* **Exercise**
Give back an exact copy of the lines in the records below, from the line that has "of the young" through the line that has "of the green", and nothing besides.

* **Point localization data**
* * * * * * *

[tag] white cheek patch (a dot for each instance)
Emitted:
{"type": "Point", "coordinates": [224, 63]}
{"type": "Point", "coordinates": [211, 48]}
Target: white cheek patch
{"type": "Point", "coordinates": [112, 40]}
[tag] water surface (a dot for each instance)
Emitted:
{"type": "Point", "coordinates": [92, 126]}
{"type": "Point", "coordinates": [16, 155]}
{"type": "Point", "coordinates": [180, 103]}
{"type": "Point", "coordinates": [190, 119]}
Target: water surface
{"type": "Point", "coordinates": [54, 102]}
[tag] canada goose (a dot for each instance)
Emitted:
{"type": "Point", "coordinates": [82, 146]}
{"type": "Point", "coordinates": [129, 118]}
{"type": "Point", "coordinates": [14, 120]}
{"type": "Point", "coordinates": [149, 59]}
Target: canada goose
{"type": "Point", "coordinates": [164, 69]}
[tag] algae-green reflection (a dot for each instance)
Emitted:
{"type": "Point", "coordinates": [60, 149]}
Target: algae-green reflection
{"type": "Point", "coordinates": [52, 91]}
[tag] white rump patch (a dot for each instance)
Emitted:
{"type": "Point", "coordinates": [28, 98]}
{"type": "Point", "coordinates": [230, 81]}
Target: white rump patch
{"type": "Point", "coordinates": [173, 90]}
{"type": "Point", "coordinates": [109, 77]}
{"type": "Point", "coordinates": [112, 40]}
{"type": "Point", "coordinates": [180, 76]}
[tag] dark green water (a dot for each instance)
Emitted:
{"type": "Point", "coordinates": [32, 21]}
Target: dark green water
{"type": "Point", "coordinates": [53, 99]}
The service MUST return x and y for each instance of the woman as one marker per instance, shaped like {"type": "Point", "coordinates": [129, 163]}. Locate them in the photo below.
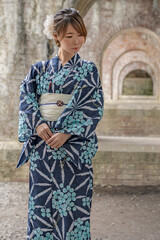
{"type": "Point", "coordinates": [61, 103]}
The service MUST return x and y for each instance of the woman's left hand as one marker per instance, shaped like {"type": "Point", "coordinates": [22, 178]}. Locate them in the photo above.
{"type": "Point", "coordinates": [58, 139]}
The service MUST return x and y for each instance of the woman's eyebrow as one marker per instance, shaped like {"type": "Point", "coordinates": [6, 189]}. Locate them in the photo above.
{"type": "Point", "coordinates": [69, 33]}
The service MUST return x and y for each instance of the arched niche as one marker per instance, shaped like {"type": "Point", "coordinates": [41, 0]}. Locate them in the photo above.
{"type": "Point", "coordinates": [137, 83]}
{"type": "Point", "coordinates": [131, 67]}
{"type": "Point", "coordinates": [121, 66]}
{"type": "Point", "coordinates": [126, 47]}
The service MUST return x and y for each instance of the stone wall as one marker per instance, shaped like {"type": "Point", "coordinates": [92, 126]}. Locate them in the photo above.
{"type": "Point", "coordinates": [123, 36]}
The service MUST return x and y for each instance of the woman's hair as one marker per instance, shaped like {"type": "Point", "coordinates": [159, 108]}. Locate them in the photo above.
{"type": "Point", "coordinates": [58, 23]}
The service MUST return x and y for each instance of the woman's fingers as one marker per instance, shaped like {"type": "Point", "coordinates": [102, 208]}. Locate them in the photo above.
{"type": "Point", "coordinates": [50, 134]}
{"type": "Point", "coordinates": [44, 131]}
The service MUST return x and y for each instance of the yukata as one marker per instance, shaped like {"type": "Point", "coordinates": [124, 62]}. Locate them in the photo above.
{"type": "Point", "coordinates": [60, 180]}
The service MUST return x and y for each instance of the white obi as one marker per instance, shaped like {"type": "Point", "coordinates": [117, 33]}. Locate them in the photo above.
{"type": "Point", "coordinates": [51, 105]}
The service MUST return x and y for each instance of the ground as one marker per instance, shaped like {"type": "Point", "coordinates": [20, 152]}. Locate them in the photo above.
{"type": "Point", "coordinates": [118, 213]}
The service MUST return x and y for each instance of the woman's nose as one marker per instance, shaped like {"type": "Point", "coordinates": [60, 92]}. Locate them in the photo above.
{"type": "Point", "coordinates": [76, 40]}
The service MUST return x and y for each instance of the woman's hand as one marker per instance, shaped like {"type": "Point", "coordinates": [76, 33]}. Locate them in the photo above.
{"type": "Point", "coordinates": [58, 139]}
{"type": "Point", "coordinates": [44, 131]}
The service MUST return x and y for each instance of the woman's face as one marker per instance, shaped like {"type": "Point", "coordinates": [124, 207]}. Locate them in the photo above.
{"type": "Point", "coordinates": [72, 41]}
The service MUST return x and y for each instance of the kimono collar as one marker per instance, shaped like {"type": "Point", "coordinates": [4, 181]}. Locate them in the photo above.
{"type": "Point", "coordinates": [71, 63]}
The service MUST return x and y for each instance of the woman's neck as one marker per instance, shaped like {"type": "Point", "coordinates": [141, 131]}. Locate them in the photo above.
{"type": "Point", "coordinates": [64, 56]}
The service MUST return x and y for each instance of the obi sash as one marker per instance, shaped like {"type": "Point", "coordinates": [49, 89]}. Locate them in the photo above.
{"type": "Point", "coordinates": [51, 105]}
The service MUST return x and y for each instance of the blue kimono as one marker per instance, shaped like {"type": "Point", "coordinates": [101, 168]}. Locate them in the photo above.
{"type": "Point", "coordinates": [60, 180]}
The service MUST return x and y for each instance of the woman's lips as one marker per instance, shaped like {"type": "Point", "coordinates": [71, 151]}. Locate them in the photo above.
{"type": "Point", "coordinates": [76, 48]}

* * * * * * *

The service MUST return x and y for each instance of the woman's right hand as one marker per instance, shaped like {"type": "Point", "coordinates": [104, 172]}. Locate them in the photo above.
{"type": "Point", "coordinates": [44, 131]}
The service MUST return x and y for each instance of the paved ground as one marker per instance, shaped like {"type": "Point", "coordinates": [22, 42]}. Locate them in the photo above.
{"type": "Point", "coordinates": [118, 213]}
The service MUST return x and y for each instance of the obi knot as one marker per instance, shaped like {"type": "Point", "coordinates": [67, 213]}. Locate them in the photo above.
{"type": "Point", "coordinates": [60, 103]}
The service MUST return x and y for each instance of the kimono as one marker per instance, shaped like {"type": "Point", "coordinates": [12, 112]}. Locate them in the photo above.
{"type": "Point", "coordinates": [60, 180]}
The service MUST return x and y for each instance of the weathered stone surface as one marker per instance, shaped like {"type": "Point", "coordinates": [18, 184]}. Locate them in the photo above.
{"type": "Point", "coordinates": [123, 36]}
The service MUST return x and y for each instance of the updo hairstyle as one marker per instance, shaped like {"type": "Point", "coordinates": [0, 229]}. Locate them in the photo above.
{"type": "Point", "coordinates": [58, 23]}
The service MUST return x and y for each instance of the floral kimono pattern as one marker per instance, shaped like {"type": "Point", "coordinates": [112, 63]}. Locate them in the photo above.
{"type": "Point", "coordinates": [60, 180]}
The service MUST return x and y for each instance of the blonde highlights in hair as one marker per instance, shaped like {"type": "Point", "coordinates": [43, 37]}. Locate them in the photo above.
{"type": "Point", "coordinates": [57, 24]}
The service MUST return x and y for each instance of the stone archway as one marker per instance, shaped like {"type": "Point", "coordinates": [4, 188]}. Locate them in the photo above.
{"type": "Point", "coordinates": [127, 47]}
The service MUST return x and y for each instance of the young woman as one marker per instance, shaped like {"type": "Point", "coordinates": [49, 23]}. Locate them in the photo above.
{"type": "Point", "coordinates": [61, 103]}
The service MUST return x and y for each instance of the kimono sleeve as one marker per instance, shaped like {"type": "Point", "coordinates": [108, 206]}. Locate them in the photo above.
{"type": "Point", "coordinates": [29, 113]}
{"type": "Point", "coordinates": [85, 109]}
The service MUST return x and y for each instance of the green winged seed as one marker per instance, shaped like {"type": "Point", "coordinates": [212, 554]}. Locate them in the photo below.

* * * * * * *

* **Task result**
The service MUST return x and y for each instance of the young woman as one marker per instance, shaped like {"type": "Point", "coordinates": [49, 23]}. Locate them in the photo above.
{"type": "Point", "coordinates": [61, 103]}
The service MUST return x and y for each instance of the kimono sleeve as one marker per instance, shaped like {"type": "Point", "coordinates": [108, 206]}. Locate them in the photo above.
{"type": "Point", "coordinates": [29, 113]}
{"type": "Point", "coordinates": [85, 109]}
The service MUST return x and y for each instance of the green winged seed as one marker per instance, shaped like {"type": "Point", "coordinates": [212, 554]}. Locate them in the photo below.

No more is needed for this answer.